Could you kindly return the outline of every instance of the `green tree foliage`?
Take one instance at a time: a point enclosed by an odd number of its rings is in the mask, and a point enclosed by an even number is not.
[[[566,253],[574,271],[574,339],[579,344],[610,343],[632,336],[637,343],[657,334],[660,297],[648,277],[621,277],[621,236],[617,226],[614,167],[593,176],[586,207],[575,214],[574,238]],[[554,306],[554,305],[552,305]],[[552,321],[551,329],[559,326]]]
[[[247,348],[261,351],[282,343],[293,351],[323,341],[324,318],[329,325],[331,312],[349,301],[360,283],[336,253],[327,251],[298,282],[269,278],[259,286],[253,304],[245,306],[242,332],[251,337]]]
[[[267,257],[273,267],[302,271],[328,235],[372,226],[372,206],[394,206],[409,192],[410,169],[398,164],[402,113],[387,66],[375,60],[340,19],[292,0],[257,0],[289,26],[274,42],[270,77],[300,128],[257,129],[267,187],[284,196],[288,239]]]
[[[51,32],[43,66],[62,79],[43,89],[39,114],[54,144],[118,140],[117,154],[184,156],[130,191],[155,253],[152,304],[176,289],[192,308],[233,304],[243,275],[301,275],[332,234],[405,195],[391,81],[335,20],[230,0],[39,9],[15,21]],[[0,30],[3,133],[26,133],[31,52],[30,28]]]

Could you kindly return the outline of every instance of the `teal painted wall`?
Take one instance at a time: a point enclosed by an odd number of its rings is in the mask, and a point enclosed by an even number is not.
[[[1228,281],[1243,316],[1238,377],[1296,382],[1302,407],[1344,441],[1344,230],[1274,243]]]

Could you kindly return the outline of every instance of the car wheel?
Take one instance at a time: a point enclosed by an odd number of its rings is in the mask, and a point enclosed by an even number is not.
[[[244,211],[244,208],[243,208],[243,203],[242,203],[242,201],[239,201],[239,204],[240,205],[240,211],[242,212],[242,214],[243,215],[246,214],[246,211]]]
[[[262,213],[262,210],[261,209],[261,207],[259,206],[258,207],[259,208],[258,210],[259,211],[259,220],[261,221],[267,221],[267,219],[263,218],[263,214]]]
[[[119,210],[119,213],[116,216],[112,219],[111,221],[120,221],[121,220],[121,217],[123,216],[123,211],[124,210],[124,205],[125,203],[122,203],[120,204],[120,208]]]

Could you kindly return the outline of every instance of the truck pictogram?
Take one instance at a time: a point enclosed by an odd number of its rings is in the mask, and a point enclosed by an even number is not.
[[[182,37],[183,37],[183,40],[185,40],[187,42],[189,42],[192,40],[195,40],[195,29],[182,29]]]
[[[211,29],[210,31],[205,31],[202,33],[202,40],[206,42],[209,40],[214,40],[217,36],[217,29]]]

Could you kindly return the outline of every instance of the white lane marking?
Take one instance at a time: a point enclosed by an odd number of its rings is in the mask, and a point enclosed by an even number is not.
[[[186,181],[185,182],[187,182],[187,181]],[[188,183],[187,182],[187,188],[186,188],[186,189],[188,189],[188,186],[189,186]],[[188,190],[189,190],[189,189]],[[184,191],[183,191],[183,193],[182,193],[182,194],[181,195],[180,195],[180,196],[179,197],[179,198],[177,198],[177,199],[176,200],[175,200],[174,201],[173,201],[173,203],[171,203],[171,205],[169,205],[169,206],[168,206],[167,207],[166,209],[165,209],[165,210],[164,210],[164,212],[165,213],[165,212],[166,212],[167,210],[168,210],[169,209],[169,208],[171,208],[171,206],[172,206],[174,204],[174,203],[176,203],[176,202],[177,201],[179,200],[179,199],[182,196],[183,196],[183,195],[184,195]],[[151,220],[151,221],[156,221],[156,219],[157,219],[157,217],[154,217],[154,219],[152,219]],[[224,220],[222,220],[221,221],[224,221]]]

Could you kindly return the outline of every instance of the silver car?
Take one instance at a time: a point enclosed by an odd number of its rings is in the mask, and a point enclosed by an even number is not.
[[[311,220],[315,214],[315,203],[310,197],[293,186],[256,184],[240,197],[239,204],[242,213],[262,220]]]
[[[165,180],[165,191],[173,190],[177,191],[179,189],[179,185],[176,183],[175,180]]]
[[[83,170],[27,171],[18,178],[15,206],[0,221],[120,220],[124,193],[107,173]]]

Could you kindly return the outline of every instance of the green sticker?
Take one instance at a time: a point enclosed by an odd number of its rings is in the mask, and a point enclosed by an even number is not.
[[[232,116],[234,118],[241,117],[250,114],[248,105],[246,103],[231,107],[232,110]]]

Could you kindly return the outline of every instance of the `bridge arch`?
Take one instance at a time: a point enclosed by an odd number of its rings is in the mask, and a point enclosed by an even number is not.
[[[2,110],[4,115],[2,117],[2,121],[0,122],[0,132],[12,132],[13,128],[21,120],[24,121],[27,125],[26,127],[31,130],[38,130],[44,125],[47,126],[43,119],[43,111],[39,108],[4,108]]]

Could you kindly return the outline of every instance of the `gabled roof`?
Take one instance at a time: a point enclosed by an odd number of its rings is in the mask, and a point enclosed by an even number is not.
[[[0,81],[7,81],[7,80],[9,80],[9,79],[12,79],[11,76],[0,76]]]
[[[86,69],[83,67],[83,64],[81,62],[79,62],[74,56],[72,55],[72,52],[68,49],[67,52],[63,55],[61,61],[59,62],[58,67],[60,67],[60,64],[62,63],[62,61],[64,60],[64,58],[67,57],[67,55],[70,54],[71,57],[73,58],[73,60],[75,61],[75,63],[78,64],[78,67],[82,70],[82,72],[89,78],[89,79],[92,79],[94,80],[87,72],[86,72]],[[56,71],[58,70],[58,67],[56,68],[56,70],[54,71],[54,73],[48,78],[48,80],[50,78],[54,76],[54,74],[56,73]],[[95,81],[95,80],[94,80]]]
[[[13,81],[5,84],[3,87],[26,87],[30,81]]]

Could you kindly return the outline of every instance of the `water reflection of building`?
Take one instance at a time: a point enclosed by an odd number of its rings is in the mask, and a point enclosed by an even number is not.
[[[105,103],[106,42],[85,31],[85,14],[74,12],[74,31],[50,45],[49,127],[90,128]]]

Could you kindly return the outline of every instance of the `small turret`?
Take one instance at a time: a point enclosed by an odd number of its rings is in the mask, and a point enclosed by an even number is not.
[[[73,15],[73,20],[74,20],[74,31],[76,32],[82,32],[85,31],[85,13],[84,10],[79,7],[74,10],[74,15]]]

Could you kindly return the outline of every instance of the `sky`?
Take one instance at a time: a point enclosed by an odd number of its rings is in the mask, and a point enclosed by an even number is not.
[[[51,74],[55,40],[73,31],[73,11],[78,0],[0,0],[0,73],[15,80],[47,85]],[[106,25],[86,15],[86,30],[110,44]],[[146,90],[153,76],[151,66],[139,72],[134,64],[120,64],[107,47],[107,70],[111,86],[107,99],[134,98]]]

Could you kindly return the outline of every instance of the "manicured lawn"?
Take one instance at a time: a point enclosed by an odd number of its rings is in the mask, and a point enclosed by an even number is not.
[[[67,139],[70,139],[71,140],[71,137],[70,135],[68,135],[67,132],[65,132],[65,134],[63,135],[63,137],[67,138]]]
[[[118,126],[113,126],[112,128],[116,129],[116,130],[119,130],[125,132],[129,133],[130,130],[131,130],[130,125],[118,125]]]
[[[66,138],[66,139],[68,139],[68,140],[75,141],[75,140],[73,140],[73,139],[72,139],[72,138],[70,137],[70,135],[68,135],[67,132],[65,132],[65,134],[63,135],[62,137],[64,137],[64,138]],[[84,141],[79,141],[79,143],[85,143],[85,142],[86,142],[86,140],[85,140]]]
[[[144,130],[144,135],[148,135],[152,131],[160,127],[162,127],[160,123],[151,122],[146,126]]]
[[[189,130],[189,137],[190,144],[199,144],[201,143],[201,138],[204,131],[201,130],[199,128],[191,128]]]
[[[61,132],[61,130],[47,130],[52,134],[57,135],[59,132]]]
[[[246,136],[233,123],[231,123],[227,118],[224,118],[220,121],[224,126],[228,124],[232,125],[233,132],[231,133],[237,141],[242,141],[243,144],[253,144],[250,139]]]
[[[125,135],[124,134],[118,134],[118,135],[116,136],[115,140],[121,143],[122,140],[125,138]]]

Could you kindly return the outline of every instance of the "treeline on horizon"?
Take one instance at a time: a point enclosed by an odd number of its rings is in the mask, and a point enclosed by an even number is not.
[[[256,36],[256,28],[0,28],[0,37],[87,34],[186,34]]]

----------

Find every line in the items above that contains the word "green", and copy each of those lines in full.

Could you kindly return the outline of every instance of the `green tree foliage`?
Could you kindly return the outline of every instance of the green sticker?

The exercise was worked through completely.